BEGIN Dataset records
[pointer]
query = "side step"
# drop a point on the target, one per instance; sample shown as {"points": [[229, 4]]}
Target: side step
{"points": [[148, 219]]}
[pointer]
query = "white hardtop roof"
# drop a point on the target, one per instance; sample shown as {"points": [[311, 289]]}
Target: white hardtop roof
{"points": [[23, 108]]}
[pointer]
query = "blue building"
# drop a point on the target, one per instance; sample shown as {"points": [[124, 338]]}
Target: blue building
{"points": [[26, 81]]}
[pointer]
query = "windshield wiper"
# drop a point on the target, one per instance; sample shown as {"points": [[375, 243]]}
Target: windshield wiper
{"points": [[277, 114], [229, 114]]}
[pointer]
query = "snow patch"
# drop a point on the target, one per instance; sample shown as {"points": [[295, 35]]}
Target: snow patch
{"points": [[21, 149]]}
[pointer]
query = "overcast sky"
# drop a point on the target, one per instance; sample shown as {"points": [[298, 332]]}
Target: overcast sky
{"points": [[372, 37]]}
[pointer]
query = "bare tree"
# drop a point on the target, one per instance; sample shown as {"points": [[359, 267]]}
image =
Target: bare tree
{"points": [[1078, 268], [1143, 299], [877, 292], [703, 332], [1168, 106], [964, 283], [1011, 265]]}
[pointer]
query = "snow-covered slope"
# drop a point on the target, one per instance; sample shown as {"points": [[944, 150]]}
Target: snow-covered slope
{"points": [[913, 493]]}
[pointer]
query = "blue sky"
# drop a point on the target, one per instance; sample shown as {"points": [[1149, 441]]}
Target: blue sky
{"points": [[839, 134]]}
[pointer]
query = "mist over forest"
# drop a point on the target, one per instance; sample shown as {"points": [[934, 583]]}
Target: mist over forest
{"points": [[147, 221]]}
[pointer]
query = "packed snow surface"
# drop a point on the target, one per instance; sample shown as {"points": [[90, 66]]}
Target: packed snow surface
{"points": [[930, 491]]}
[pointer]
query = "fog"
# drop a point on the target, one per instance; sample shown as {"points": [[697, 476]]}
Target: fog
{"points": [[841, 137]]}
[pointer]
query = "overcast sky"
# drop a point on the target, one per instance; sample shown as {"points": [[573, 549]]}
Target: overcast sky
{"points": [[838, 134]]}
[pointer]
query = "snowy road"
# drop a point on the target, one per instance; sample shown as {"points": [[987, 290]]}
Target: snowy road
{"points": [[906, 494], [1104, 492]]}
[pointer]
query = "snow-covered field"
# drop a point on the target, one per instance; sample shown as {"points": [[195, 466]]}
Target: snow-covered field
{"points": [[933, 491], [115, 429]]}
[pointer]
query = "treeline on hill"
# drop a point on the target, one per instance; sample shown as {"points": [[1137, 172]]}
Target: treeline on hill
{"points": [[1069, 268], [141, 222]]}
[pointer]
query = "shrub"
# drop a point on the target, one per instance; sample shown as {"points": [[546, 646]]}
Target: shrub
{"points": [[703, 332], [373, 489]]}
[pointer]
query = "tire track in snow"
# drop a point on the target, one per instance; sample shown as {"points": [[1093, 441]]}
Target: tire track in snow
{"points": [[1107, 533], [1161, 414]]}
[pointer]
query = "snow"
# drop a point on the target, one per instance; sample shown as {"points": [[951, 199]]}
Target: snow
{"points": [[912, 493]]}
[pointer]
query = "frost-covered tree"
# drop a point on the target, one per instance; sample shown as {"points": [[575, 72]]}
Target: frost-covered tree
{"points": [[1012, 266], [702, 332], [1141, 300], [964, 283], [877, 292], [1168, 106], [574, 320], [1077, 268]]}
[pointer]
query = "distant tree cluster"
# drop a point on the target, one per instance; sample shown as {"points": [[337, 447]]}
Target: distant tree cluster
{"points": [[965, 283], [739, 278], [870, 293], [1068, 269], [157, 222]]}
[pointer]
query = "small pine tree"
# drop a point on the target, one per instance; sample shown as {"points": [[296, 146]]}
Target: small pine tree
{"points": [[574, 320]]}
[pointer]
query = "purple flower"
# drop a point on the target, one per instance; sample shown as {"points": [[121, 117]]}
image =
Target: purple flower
END Dataset records
[What the task requires]
When the word "flower" shows up in a line of the entries, pull that line out.

[Solution to the problem]
query = "purple flower"
Target: purple flower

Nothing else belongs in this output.